Can you convert every line of the items below into a JSON list of strings, with one string per line and blank lines left out?

BEGIN

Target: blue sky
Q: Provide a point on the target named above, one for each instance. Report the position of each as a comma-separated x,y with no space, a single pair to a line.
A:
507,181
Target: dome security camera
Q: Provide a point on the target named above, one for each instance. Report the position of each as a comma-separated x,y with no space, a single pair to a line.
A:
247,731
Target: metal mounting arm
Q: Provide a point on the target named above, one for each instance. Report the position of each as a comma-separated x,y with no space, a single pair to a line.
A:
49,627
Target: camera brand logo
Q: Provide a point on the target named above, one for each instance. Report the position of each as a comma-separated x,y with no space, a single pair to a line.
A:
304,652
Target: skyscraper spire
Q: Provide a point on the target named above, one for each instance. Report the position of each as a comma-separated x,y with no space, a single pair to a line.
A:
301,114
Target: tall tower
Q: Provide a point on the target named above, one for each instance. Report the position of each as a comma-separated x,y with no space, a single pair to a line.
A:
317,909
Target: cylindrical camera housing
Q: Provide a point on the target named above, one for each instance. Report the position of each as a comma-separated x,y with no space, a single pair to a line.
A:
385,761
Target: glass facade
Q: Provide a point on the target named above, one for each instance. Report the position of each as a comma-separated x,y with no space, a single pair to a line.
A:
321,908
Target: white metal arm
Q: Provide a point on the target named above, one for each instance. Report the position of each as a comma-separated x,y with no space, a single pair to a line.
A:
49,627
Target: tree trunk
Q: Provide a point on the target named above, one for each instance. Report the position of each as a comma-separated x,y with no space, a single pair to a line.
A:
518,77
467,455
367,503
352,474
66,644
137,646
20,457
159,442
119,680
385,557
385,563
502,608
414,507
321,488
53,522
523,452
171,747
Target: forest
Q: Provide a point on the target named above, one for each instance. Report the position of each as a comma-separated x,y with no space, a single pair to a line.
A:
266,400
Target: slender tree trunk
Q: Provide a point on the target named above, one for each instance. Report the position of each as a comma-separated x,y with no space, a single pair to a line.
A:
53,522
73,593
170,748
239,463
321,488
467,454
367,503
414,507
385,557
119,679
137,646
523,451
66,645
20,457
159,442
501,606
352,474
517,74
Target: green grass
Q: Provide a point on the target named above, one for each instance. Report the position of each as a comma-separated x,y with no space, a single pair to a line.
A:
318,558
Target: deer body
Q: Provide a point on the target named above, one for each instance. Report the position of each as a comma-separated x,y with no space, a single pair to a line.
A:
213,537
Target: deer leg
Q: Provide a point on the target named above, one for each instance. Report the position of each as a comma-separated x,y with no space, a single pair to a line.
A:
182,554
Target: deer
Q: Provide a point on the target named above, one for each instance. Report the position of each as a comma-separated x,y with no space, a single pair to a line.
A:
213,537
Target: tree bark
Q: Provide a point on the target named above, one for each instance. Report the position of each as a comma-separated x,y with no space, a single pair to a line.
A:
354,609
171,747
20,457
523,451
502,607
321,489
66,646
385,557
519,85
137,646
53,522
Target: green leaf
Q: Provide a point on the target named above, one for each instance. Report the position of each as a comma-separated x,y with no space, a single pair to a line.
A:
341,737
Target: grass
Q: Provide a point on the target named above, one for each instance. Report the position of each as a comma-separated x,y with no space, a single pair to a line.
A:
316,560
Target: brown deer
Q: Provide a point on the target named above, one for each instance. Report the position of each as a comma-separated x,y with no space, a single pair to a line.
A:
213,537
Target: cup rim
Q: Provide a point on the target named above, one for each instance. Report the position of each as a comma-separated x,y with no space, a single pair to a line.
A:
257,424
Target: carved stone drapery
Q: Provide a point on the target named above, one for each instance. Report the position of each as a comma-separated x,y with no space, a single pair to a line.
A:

END

» Task result
[
  "Target: blue sky",
  "Q: Provide a point on the target named above, one for each instance. Report the position of each as a comma-separated x,y with no space, a single pair to a line.",
  "A:",
  "507,181",
  "Target: dome security camera",
  "Q: Provide a point on the target named above, one for each instance. Report the position of each as a comma-separated x,y with no space, a single pair to a line.",
  "A:",
  "247,731",
  "Target: metal mounting arm",
  "Q: Provide a point on the target named above, one for each instance. Report the position of each as a comma-separated x,y with no space, a single pair to a line.",
  "A:",
  "49,627",
  "Target: camera brand logo",
  "Q: Provide a point on the target named above, one for each instance. Report the position of each as a comma-separated x,y with no space, a single pair to a line.",
  "A:",
  "304,652",
  "Target: skyscraper spire",
  "Q: Provide a point on the target named above, one for each instance. Report the position of each as a comma-separated x,y with no space, a single pair to a line.",
  "A:",
  "301,114",
  "Target: tall tower",
  "Q: Provide a point on the target named above, one for each instance. Report the position of each as a comma-separated x,y with no space, a single pair to a line.",
  "A:",
  "317,909",
  "Target: cylindrical camera housing",
  "Q: Provide a point on the target named above, one for each instance. Report the position of each as a comma-separated x,y with no space, a single pair to a line.",
  "A:",
  "385,761",
  "Target: glass facade",
  "Q: Provide a point on the target named above, one for each instance. Report the position of each as a comma-separated x,y with no space, a single pair to a line.",
  "A:",
  "321,908",
  "Target: white metal arm",
  "Q: Provide a point on the target named above, one for each instance. Report the position of each as a comma-separated x,y with no space, a single pair to a line.",
  "A:",
  "49,627",
  "Target: tree trunk",
  "Q: Provide a point on the target named above, one for each instance. Report the position of each as a comma-separated x,y with no space, a single pair to a line.",
  "A:",
  "518,77",
  "467,455",
  "367,503",
  "352,474",
  "66,644",
  "137,646",
  "20,457",
  "159,442",
  "119,680",
  "385,557",
  "385,563",
  "502,608",
  "414,507",
  "321,488",
  "53,522",
  "523,452",
  "171,747",
  "Target: forest",
  "Q: Provide a point on the target named above, one for each instance. Report the position of each as a comma-separated x,y with no space, a single pair to a line.",
  "A:",
  "266,400",
  "Target: slender tree trunk",
  "Q: Provide a point on the target named above, one for each instance. Report the position of each as a comma-separated x,y with no space, a single pair to a line.",
  "A:",
  "53,522",
  "73,593",
  "170,748",
  "239,463",
  "321,488",
  "467,454",
  "367,503",
  "414,507",
  "385,557",
  "119,679",
  "137,646",
  "523,451",
  "66,645",
  "20,457",
  "159,442",
  "501,606",
  "352,474",
  "517,74",
  "Target: green grass",
  "Q: Provide a point on the target named above, one for each instance. Report the position of each as a comma-separated x,y with no space, a single pair to a line.",
  "A:",
  "318,558",
  "Target: deer body",
  "Q: Provide a point on the target named above, one for each instance. Report the position of each as a comma-separated x,y with no space, a single pair to a line.",
  "A:",
  "213,537",
  "Target: deer leg",
  "Q: Provide a point on the target named above, one for each instance. Report the position of each as a comma-separated x,y with no space, a single pair to a line.",
  "A:",
  "182,554",
  "Target: deer",
  "Q: Provide a point on the target named above, one for each instance. Report the position of each as a comma-separated x,y with no space, a single pair to a line.",
  "A:",
  "213,537",
  "Target: tree bark",
  "Q: Provide a point on the target named above, one for each instance. Report the position of each as a comma-separated x,y with no space, a single pair to a line.",
  "A:",
  "354,609",
  "171,747",
  "20,457",
  "523,451",
  "502,607",
  "321,489",
  "66,646",
  "385,557",
  "519,85",
  "137,646",
  "53,522",
  "Target: green leaf",
  "Q: Provide a point on the target named above, one for each instance. Report the position of each as a comma-separated x,y with no space, a single pair to a line.",
  "A:",
  "341,737",
  "Target: grass",
  "Q: Provide a point on the target named above, one for each instance. Report the position of each as a comma-separated x,y with no space, a single pair to a line.",
  "A:",
  "316,560",
  "Target: brown deer",
  "Q: Provide a point on the target named above, one for each instance. Report the position of each as a comma-separated x,y with no space, a single pair to a line.",
  "A:",
  "213,537",
  "Target: cup rim",
  "Q: Provide a point on the target named above, one for each instance. Report the position of each as a comma-separated x,y with no space, a single pair to a line.",
  "A:",
  "257,424",
  "Target: carved stone drapery",
  "Q: Provide a point on the target named above, one for each instance. Report the position of each as a comma-separated x,y with no space, a single pair to a line.",
  "A:"
]